Directions for this task
Starting at the first row and ending at the line that contains "pixel 203 14", rewrite the rows with "marker" swapped for "pin" and everything else left as it is. Omit the pictures from your copy.

--- START Material supplied ---

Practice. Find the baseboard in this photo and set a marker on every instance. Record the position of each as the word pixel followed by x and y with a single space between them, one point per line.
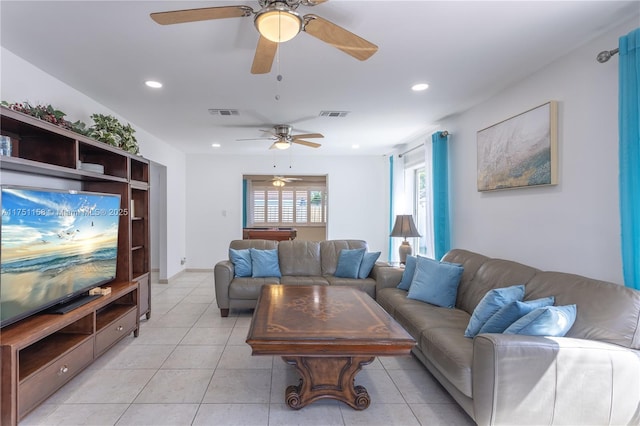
pixel 171 279
pixel 199 269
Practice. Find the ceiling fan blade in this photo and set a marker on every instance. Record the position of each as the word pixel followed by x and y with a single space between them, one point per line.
pixel 306 143
pixel 263 59
pixel 308 136
pixel 339 38
pixel 203 14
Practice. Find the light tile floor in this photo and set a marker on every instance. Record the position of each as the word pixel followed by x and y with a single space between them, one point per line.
pixel 189 366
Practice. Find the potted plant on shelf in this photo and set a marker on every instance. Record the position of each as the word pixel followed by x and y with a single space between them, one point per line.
pixel 108 129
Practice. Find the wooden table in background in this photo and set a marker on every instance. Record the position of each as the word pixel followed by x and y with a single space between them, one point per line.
pixel 328 333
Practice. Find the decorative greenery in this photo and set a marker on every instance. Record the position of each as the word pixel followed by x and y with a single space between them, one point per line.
pixel 49 114
pixel 109 130
pixel 106 128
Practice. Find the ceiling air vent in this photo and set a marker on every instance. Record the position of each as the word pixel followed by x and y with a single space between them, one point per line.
pixel 224 112
pixel 333 113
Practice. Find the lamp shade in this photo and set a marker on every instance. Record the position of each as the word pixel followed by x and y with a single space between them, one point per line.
pixel 404 227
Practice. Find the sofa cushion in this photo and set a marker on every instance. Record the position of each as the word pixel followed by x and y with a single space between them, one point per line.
pixel 299 257
pixel 451 353
pixel 391 298
pixel 493 273
pixel 435 282
pixel 368 260
pixel 492 301
pixel 241 260
pixel 330 251
pixel 368 285
pixel 407 274
pixel 303 280
pixel 598 306
pixel 259 244
pixel 349 263
pixel 264 263
pixel 512 312
pixel 249 288
pixel 552 321
pixel 416 316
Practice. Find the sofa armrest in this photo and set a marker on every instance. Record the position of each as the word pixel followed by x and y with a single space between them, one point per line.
pixel 386 276
pixel 223 274
pixel 544 380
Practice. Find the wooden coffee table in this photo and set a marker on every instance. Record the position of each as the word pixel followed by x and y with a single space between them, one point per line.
pixel 328 333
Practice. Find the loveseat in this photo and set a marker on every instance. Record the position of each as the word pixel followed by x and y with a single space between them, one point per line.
pixel 300 263
pixel 589 376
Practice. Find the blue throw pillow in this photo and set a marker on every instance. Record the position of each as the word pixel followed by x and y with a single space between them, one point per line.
pixel 349 263
pixel 492 301
pixel 241 260
pixel 407 275
pixel 554 321
pixel 368 260
pixel 511 312
pixel 435 282
pixel 265 263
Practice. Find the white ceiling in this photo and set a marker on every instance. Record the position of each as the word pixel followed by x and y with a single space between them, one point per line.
pixel 465 50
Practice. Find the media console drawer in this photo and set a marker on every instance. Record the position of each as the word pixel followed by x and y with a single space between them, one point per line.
pixel 37 387
pixel 116 330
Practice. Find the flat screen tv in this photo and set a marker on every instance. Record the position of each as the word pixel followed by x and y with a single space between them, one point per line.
pixel 56 246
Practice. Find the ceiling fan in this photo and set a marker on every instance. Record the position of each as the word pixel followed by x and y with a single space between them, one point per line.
pixel 282 137
pixel 277 22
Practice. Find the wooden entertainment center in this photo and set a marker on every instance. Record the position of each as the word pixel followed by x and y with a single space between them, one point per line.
pixel 41 353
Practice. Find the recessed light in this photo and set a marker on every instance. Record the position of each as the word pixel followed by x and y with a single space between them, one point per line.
pixel 153 84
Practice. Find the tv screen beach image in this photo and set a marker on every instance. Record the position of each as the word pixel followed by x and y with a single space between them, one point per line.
pixel 54 244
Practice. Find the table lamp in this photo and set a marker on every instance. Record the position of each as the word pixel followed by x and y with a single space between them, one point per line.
pixel 404 227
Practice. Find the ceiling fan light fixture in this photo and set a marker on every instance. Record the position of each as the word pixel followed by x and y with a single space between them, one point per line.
pixel 281 144
pixel 278 23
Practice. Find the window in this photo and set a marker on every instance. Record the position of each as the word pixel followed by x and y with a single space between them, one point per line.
pixel 415 194
pixel 290 205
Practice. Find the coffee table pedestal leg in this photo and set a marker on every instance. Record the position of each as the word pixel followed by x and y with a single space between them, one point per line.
pixel 327 377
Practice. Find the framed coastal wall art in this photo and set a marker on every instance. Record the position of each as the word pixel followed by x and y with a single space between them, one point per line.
pixel 521 151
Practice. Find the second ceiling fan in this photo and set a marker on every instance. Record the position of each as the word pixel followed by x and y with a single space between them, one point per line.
pixel 277 22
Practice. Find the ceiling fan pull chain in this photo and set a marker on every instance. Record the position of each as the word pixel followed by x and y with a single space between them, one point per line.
pixel 279 76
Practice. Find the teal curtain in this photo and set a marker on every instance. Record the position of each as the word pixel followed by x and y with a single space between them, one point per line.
pixel 629 152
pixel 441 233
pixel 391 183
pixel 244 203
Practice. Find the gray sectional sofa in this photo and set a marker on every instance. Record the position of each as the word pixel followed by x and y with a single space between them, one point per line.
pixel 589 376
pixel 301 263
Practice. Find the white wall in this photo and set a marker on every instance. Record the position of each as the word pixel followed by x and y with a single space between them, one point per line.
pixel 21 81
pixel 358 199
pixel 574 226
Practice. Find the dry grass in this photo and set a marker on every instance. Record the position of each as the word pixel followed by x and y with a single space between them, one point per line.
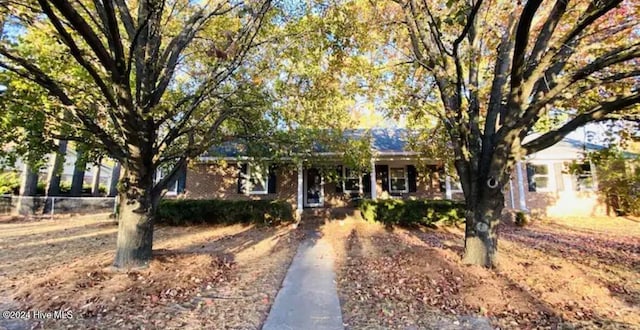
pixel 562 273
pixel 201 277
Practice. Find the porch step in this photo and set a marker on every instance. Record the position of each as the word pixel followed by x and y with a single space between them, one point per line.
pixel 314 218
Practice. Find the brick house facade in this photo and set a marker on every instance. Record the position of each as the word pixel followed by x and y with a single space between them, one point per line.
pixel 540 185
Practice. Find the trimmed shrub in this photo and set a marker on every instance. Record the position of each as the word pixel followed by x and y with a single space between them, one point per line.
pixel 521 219
pixel 412 212
pixel 178 212
pixel 9 183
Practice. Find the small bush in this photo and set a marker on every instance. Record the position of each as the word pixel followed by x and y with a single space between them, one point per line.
pixel 412 212
pixel 178 212
pixel 9 183
pixel 521 219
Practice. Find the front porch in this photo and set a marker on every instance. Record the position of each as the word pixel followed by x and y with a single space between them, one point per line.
pixel 337 186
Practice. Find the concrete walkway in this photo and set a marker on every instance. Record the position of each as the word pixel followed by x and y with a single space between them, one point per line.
pixel 308 298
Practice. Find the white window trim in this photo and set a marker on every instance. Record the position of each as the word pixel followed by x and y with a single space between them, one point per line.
pixel 594 184
pixel 406 179
pixel 344 181
pixel 171 191
pixel 551 182
pixel 454 185
pixel 248 187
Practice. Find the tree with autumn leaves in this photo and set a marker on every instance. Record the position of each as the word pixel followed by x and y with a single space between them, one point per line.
pixel 492 70
pixel 147 93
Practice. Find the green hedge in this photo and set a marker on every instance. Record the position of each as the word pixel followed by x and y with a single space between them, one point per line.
pixel 178 212
pixel 412 212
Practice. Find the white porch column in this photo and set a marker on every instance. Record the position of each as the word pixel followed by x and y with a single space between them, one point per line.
pixel 521 200
pixel 300 189
pixel 513 201
pixel 374 190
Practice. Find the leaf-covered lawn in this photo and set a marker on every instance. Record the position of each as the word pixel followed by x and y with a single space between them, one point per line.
pixel 564 272
pixel 201 277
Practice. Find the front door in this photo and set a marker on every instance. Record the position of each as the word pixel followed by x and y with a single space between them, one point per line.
pixel 314 187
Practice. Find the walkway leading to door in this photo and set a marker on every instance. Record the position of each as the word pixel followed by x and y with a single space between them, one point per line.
pixel 308 298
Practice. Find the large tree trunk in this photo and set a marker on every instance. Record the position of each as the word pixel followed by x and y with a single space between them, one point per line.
pixel 482 218
pixel 57 166
pixel 136 213
pixel 95 182
pixel 113 180
pixel 77 181
pixel 27 203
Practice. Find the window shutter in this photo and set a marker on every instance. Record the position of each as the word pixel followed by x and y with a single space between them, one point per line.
pixel 382 172
pixel 272 179
pixel 442 182
pixel 412 176
pixel 558 176
pixel 366 183
pixel 530 181
pixel 340 179
pixel 241 175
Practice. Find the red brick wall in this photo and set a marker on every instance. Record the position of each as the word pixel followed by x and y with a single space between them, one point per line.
pixel 220 181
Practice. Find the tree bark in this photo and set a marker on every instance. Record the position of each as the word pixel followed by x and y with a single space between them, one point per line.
pixel 136 214
pixel 482 218
pixel 27 204
pixel 77 180
pixel 113 181
pixel 57 166
pixel 95 182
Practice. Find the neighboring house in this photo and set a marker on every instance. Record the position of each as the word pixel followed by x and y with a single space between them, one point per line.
pixel 67 170
pixel 541 184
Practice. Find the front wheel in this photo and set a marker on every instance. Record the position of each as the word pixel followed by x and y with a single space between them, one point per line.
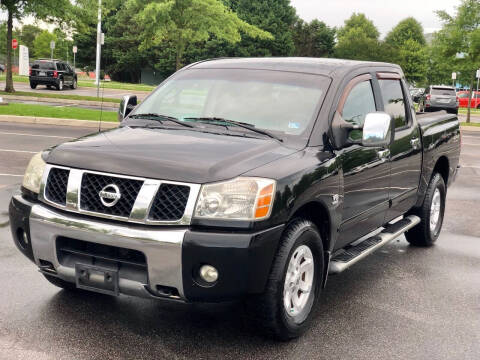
pixel 285 309
pixel 431 214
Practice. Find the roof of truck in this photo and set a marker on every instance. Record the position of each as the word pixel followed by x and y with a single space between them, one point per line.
pixel 319 66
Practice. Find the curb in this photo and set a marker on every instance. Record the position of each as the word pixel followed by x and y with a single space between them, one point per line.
pixel 105 104
pixel 57 121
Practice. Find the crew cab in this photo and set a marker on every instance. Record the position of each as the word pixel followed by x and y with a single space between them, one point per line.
pixel 250 179
pixel 52 73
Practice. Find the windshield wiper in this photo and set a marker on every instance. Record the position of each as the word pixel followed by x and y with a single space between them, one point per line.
pixel 160 118
pixel 218 121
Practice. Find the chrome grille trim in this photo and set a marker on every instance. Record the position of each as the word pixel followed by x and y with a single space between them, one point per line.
pixel 141 207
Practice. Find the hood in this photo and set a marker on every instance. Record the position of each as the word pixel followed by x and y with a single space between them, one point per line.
pixel 176 155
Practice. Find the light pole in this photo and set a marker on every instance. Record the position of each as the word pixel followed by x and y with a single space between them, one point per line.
pixel 99 34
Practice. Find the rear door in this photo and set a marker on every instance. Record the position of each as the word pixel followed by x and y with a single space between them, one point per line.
pixel 406 149
pixel 366 170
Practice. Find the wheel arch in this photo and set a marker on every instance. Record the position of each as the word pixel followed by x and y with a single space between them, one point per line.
pixel 442 167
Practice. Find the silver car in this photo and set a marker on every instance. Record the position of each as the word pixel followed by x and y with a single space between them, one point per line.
pixel 437 98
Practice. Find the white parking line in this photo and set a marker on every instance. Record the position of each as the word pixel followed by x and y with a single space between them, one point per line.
pixel 24 134
pixel 23 151
pixel 11 175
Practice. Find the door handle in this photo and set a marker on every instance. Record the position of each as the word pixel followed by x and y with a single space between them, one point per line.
pixel 383 154
pixel 415 143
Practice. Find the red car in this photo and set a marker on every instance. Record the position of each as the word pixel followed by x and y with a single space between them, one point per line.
pixel 463 99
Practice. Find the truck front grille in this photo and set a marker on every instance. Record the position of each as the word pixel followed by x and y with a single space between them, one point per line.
pixel 170 202
pixel 92 184
pixel 56 188
pixel 135 199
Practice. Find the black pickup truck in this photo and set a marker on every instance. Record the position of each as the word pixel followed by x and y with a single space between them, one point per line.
pixel 250 179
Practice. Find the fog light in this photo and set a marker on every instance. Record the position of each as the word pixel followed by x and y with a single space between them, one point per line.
pixel 208 273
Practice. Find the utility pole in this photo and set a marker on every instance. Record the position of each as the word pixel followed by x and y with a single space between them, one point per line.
pixel 99 35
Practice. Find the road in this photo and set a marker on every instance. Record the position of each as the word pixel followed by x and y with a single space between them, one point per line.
pixel 84 91
pixel 399 303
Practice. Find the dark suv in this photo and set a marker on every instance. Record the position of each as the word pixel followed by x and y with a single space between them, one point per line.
pixel 55 73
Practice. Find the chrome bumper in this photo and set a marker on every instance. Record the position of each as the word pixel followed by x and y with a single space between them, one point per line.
pixel 162 248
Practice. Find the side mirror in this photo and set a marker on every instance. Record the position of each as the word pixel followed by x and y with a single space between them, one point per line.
pixel 127 104
pixel 377 130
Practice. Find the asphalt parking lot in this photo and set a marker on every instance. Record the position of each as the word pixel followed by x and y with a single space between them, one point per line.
pixel 399 303
pixel 84 91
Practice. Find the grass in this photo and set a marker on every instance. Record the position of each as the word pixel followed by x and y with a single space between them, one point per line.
pixel 57 112
pixel 90 83
pixel 60 96
pixel 470 124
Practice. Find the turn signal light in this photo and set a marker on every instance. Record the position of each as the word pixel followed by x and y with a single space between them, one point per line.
pixel 264 202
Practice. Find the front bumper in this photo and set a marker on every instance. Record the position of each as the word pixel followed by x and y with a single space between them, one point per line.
pixel 173 254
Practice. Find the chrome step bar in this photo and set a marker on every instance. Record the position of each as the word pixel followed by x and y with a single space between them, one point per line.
pixel 348 256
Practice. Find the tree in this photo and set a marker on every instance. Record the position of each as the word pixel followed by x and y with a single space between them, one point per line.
pixel 460 34
pixel 28 33
pixel 48 10
pixel 408 46
pixel 185 22
pixel 405 30
pixel 41 44
pixel 358 40
pixel 313 39
pixel 359 21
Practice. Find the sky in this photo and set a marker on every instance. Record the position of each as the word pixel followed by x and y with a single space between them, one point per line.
pixel 384 14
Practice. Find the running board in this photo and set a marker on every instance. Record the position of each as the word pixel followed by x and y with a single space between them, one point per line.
pixel 349 255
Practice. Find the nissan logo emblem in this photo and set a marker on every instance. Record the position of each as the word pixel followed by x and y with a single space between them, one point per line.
pixel 110 195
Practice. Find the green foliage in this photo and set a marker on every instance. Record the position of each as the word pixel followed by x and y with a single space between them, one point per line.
pixel 407 29
pixel 313 39
pixel 361 23
pixel 185 22
pixel 41 45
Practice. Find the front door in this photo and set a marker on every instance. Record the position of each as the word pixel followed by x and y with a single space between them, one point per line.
pixel 406 149
pixel 366 170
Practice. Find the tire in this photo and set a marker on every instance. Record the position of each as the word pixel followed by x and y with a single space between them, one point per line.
pixel 428 230
pixel 60 283
pixel 269 310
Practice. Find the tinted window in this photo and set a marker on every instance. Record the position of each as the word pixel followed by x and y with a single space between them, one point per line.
pixel 440 91
pixel 393 101
pixel 359 103
pixel 43 65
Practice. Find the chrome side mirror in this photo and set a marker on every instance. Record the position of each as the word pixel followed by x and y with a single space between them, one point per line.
pixel 127 104
pixel 377 130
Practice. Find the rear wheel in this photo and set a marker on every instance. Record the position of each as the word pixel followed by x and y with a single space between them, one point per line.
pixel 431 214
pixel 60 283
pixel 285 309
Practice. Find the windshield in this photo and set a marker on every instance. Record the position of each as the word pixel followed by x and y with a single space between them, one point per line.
pixel 443 91
pixel 281 102
pixel 43 65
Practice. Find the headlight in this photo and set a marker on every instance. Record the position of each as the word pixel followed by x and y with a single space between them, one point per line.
pixel 33 174
pixel 239 199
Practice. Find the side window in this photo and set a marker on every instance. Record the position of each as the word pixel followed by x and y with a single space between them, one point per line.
pixel 393 101
pixel 359 103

--- END Material supplied ---

The response
Practice. Find the baseboard in this photo and set a pin on every instance. Record the position of each as the word pixel followed by x and y with a single space between them, one point per line.
pixel 171 279
pixel 199 269
Practice. Find the ceiling fan blade in this photo and set a pin on every instance. Record the position of each as the word pixel followed by x and y with a single space between them, one point per line.
pixel 306 143
pixel 263 59
pixel 308 136
pixel 339 38
pixel 203 14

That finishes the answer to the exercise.